**DOCUMENT SEGMENT**.
##############################

AC: Luckily, my family has honestly always been super supportive of my science passion. And I know there’s a lot of girls in the world who don’t get that same support or opportunity to count STEM as part of their passions or go into that as a career. So for all the girls out there who want to go into STEM, who want to go into science, just know that you’re no different than any other person. You’re special in your own way. Take on any opportunity that you see, because you never know where you’re going to end up.
LF: Absolutely. Who is your biggest inspiration in science or more generally, just sort of in your life?
AC: Probably my brother, he’s just always been so supportive of me, of everything that I’ve done, always pushed me to be my best. He was actually the one who told me to sign up for the 3M Young Scientist Challenge. Even when I faced a challenge in my project, he would always support me and tell me to keep going and keep pushing and eventually make it through.
LF: Is he older?
AC: Yeah, he’s a junior in high school right now. So 1½ years older.
LF: Nice. Is he into science as well?
AC: Yeah, he is.
LF: That’s great. You just talked about the challenges of the project. What was the most difficult part of the process for you?
AC: Probably software implementation. I worked with a lot of softwares that were really great softwares for molecular docking, which is one of the methodology principles that was used in my methodology. Some of these softwares were not easy to use and failed multiple times for me because of the complexity of the software and many factors that impacted the end result. So it took a lot of research and many times I failed, and I didn’t even know what had caused the failure or error to arise.

##############################

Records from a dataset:
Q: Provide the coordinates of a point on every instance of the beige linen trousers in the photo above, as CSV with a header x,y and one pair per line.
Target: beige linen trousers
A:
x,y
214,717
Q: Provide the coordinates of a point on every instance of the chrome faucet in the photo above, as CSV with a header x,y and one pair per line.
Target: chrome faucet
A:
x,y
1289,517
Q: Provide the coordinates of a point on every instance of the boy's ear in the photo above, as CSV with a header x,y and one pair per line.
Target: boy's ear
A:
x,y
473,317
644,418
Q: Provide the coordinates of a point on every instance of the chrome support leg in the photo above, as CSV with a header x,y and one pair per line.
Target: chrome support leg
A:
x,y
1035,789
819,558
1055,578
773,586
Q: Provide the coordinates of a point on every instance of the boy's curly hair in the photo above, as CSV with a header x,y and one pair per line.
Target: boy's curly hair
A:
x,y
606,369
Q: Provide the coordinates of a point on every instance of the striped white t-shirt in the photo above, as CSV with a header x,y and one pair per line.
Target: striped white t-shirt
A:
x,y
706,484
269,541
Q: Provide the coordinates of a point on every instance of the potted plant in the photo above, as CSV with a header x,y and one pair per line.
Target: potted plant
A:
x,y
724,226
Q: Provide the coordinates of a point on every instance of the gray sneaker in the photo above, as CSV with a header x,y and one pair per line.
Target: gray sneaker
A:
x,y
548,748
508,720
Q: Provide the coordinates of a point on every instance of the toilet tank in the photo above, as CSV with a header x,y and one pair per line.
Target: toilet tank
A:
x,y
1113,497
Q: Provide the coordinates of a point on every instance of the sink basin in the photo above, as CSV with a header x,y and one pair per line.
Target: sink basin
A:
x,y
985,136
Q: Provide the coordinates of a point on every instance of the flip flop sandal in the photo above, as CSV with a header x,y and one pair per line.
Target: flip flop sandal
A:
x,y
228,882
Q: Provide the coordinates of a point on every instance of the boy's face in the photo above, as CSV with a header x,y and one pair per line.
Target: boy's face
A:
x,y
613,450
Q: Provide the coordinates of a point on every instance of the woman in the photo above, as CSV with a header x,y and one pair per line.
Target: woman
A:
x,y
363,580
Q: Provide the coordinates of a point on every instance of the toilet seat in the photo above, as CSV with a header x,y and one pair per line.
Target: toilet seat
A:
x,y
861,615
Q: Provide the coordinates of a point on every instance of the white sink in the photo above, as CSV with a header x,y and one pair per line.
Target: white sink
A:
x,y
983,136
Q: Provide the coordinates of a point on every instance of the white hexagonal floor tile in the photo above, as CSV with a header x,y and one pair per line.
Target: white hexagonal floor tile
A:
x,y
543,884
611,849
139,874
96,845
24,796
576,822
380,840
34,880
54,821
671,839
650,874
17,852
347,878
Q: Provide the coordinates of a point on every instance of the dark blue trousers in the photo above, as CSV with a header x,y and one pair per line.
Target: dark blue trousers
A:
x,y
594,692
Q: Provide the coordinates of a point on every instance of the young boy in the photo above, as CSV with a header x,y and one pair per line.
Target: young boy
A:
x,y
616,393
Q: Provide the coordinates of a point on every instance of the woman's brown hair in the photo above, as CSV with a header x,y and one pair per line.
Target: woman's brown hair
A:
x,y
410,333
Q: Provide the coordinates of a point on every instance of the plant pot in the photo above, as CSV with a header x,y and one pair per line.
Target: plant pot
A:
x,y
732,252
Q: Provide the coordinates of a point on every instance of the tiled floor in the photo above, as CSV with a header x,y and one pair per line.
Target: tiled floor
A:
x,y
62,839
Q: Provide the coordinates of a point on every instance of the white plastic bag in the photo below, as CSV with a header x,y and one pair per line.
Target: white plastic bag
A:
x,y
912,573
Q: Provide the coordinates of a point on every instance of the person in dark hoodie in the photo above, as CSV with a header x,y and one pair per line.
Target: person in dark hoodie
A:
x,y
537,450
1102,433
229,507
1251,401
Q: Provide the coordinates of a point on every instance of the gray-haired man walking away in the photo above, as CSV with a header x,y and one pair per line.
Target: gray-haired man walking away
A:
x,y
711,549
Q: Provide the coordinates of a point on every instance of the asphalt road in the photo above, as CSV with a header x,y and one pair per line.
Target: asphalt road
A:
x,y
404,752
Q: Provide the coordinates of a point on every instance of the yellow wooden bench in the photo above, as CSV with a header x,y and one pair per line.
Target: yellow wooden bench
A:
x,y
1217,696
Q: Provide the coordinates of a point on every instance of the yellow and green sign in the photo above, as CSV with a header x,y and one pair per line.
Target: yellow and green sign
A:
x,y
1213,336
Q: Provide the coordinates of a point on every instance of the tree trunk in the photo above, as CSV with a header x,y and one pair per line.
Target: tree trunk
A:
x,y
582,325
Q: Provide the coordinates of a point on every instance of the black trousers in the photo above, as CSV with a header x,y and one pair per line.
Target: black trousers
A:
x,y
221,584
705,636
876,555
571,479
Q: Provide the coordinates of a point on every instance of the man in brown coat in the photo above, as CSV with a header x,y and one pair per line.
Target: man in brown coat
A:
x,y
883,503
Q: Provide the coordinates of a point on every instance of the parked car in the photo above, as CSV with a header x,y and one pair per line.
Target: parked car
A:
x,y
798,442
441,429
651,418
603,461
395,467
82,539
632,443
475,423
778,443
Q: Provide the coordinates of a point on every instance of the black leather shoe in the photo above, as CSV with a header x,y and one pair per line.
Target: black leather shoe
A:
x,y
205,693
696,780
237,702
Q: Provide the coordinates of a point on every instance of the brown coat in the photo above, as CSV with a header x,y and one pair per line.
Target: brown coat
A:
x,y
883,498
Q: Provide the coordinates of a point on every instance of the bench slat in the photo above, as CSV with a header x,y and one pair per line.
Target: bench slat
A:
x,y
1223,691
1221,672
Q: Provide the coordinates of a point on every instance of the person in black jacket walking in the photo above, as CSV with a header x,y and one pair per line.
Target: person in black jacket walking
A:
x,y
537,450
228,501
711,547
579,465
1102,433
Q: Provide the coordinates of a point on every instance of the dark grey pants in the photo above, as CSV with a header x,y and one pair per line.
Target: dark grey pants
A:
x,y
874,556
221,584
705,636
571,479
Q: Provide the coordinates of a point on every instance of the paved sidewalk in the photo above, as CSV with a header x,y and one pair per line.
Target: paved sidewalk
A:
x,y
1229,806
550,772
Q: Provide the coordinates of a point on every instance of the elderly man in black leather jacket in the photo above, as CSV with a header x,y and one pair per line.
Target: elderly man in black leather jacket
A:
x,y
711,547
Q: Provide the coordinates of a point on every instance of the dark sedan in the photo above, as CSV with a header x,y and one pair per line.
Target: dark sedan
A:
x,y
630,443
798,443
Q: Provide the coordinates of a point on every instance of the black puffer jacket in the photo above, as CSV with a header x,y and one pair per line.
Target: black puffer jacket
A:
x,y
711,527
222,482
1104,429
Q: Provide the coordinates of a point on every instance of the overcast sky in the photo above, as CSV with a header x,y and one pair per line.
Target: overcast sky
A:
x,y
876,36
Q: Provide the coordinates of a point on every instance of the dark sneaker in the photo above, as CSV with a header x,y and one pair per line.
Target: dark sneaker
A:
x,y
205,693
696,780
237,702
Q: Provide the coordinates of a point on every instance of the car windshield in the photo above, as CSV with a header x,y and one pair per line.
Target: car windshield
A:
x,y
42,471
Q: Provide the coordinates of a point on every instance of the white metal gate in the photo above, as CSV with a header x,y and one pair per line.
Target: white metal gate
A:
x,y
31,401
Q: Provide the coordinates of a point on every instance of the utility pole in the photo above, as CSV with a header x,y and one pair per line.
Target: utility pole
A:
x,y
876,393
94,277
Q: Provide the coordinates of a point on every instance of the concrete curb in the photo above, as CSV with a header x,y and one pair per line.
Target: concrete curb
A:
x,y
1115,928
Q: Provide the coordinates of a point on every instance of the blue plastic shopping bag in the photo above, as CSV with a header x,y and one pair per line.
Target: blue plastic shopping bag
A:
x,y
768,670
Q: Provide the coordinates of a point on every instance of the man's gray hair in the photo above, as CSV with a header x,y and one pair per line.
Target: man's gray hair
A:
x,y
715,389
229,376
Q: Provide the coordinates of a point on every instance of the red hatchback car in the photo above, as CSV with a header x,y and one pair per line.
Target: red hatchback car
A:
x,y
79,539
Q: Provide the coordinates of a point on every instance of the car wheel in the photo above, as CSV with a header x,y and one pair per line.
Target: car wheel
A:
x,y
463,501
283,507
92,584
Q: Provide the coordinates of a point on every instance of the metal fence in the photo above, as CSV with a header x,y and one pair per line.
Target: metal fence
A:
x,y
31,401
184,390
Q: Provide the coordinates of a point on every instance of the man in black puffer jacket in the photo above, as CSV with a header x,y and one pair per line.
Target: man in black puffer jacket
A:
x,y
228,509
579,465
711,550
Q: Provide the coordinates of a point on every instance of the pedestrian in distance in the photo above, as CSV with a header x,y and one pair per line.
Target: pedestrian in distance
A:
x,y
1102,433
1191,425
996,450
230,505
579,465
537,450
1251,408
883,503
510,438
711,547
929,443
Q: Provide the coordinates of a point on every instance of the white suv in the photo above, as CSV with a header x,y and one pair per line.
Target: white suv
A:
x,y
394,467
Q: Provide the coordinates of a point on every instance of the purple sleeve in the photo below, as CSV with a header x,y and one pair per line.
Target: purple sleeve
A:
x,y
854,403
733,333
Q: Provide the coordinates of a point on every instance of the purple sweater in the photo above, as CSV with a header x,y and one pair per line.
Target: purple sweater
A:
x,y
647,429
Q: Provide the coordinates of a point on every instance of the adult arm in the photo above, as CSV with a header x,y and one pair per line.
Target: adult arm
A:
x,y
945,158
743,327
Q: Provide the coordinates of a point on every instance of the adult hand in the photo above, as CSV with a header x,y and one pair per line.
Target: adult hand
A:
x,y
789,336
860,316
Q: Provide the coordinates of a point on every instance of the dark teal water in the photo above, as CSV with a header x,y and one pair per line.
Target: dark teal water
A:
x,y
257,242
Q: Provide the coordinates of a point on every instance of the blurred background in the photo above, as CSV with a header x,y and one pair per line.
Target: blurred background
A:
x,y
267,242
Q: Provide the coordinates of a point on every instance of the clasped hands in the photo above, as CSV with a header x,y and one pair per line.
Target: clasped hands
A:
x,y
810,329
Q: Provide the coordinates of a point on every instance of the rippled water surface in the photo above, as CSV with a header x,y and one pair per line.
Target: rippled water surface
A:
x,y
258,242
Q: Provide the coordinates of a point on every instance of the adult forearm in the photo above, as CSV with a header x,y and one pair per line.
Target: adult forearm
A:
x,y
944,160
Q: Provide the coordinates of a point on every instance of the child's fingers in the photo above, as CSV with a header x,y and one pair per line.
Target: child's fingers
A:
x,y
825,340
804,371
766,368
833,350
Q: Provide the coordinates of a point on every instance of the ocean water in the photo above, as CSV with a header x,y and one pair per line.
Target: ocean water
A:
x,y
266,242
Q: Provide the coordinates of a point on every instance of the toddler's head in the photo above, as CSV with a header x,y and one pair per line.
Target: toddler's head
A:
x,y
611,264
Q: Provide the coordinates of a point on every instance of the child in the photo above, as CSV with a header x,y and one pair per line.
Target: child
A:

##############################

**PROBLEM 1**.
Answer these questions using the interview above the rows:
(a) Who told AC to sign up for the 3M Young Scientist Challenge?
(b) What grade is AC's brother in, and how much older than AC is he?
(c) What did AC name as the most difficult part of the process?
**PROBLEM 2**.
Carry on the interview about AC's science project, picking up after its last sentence.

**ANSWER 1**.
(a) AC's brother.
(b) He is a junior in high school and 1½ years older.
(c) Software implementation.

**ANSWER 2**.
After a lot of research and a lot of support from my family who told me to always just keep going, I finally figured out how to use the software and I became comfortable with the use of it. And then, of course with the support of my mentor and everything, I was able to finally get the results from software.
LF: So what are your dreams for the future? You just started high school, so I’m curious what you’re hoping to accomplish in the short term, and then also looking further down the line.
AC: So right now, I actually just finalized the findings from my research, and I’m planning on contacting virologists and drug development specialists to further develop my research and my molecule to make it a potent antiviral drug.
And then in the future, for my profession, I would like to be a medical researcher because I really like science and particularly biology.
LF: And if you have any time in between your research and school, how do you relax and what do you like to do for fun?
AC: In my free time, I like to do dance. I’ve been doing Bharatanatyam, which is a classical Indian dance, for about eight years. Aside from that, I like to do art, painting in my free time. And then spending time with family and friends.
LF: It’s great that you can elevate not only being a woman in science, but also an Indian American woman. What has it been like to navigate that identity in the science world?
AC: I think being an Indian American, it makes me no different than any other person in the U.S. or across the world. Every person is the same, no matter their race, no matter their culture. Everyone, if they have a passion for something, they can accomplish anything they want.
LF: Do you have any other thoughts on advice to other girls who are interested in science?
AC: To all the girls out there, just keep on going. Keep on pushing. Keep your curiosity. Always make sure to take any opportunity that you see and go for it. Just keep on going, because you never know where you’re going to end up.
LF: Definitely. Did you ever envision that you would be here winning $25,000 as a 14-year-old?
AC: No, I just entered the competition because I thought it’d be a cool opportunity. I never thought I would end up as a top 10 finalist, let alone like America’s top young scientist.